[Task description]: Format every line of the listing below as a JSON list of strings, one string per line, omitting blank lines.

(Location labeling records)
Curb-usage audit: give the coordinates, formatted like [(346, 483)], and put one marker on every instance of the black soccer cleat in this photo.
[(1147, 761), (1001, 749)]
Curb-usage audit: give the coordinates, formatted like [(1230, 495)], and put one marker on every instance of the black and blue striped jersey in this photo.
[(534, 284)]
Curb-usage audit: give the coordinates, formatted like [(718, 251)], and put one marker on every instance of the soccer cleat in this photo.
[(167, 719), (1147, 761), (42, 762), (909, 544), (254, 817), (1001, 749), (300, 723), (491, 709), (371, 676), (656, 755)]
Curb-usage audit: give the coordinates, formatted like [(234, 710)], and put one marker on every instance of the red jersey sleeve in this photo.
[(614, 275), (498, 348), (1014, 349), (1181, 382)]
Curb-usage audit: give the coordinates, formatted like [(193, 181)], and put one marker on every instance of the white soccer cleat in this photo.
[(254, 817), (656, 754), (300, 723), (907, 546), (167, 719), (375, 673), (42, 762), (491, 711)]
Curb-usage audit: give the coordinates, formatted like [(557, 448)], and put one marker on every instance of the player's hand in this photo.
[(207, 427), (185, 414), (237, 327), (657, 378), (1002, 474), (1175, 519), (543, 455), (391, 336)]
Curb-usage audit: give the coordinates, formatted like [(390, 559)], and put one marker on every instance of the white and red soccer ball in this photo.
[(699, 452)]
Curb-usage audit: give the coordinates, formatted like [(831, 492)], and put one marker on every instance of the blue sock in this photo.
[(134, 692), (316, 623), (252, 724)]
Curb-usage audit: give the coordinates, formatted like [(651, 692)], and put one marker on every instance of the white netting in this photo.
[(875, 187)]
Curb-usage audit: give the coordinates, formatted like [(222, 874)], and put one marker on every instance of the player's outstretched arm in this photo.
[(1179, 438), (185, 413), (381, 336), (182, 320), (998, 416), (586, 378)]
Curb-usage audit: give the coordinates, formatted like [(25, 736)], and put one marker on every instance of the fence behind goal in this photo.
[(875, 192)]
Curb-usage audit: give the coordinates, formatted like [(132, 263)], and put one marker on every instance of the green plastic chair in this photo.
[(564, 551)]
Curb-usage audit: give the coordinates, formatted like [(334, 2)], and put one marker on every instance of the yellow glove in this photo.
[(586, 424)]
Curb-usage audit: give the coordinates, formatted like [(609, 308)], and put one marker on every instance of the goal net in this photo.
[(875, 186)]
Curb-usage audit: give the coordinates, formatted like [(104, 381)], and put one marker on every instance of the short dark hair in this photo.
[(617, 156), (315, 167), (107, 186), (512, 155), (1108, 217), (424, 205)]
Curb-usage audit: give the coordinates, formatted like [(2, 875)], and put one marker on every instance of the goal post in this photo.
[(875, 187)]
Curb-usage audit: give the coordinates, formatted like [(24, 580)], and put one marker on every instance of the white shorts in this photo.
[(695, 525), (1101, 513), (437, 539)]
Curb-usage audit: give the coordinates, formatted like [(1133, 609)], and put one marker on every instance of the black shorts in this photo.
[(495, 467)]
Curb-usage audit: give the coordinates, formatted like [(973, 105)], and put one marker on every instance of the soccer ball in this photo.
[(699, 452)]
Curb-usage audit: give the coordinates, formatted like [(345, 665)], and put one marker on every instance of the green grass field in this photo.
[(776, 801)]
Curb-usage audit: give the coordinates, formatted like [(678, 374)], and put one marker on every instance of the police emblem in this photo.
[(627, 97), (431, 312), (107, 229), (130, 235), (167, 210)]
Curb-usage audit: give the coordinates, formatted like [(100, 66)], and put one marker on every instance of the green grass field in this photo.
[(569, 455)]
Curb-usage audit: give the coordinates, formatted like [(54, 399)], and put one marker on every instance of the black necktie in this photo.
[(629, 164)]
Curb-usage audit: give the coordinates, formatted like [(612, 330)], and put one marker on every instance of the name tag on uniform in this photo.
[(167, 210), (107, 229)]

[Exercise result]:
[
  "Curb-usage audit: give the coordinates, formatted like [(346, 483)], and put one marker on every instance of the black soccer cleat in this photo.",
  "[(1147, 761), (1001, 749)]",
  "Curb-usage audit: give the coordinates, formatted like [(1230, 495)], and put one marker on every instance of the black and blue striped jersey in this photo.",
  "[(534, 284)]",
  "Curb-usage audit: give the coordinates, formatted like [(718, 251)], and put one marker on every instance of the soccer cleat in this photo.",
  "[(167, 719), (1147, 761), (42, 762), (909, 544), (254, 817), (1001, 749), (300, 723), (491, 709), (371, 676), (656, 755)]",
  "Curb-usage audit: give the coordinates, formatted like [(234, 710)], and put one marker on every instance of the red jersey sleeve in this photo.",
  "[(614, 275), (498, 348), (1014, 349), (1181, 382)]",
  "Curb-usage audit: give the coordinates, formatted like [(193, 181)], and put one marker on every instance of the white soccer cleat in this photo.",
  "[(254, 817), (656, 754), (300, 723), (907, 546), (167, 719), (375, 673), (42, 762), (491, 711)]",
  "Curb-usage audit: give the coordinates, formatted like [(557, 448)], and put one marker on every instance of the player's hand in this photo.",
  "[(207, 427), (185, 414), (237, 327), (657, 378), (1002, 474), (1175, 519), (543, 455), (391, 336)]",
  "Curb-usage audit: give the coordinates, formatted like [(390, 559)], and put one marker on every instance of the white and red soccer ball in this photo.",
  "[(699, 452)]",
  "Curb-usage audit: give the coordinates, formatted like [(831, 492)], and put one marker on every instance of the blue sock in this photo.",
  "[(134, 692), (316, 623), (252, 724)]",
  "Curb-usage audit: give the coordinates, formatted like [(651, 692)], and put one marker on every instance of the white netting in this photo.",
  "[(875, 187)]",
  "Curb-usage audit: give the coordinates, formatted like [(222, 874)], and put one marker on every instance of the player's outstretched arm in this photo.",
  "[(1179, 438), (185, 413), (381, 336), (182, 320), (998, 416), (586, 378)]",
  "Curb-usage audit: give the coordinates, formatted like [(25, 736)], and put one marker on every instance of the fence behind goal in this photo.",
  "[(875, 192)]",
  "Curb-usage audit: give the coordinates, formatted like [(132, 263)], and put one marker on every instance of the green plastic chair in this photo.",
  "[(564, 551)]",
  "Curb-usage audit: give the coordinates, formatted like [(334, 2)], and put one marker on every instance of the yellow glove in this photo.",
  "[(586, 424)]",
  "Curb-usage audit: give the coordinates, formatted like [(609, 308)], and put one marker on every instance of the goal net in this photo.",
  "[(875, 186)]",
  "Curb-usage audit: give the coordinates, formatted like [(104, 381)], and put one marker on every instance of the short dark hair in this photo.",
  "[(617, 156), (315, 167), (107, 186), (512, 155), (1108, 217), (424, 205)]",
  "Curb-usage audit: give the coordinates, formatted like [(2, 875)], and put one marker on every instance of the goal post in this photo.",
  "[(875, 187)]",
  "Curb-usage audit: give the coordinates, formatted like [(24, 580)], and put one marker on every instance of the white shorts in this photo.",
  "[(695, 525), (1101, 513), (437, 539)]",
  "Curb-usage audit: give the coordinates, formatted like [(1133, 609)], and put one marker on every instance of the black shorts in this photo.",
  "[(495, 467)]",
  "Curb-usage audit: give the coordinates, formatted like [(973, 105)], and put one marker on every instance of the soccer ball in this photo.",
  "[(699, 452)]",
  "Curb-usage audit: give the coordinates, formatted like [(345, 665)], and put one marker on every instance of the green grass field in this photo.",
  "[(776, 801)]",
  "Curb-usage audit: give the coordinates, formatted like [(678, 374)], and put one marker on every instance of the police emblem in this photo.",
  "[(627, 97), (431, 312), (107, 229), (130, 235), (167, 210)]",
  "Curb-usage audit: give the coordinates, formatted like [(100, 66)], and put one marker on every instance of the green grass field in this photo.",
  "[(569, 455)]",
  "Curb-usage audit: give the coordinates, formatted like [(54, 399)], and put one marker on every instance of the black necktie in this photo.",
  "[(629, 164)]",
  "Curb-usage audit: give the coordinates, formatted like [(612, 330)], and put one marker on every instance of the name tag on uniform in this photo.",
  "[(167, 210), (107, 229)]"
]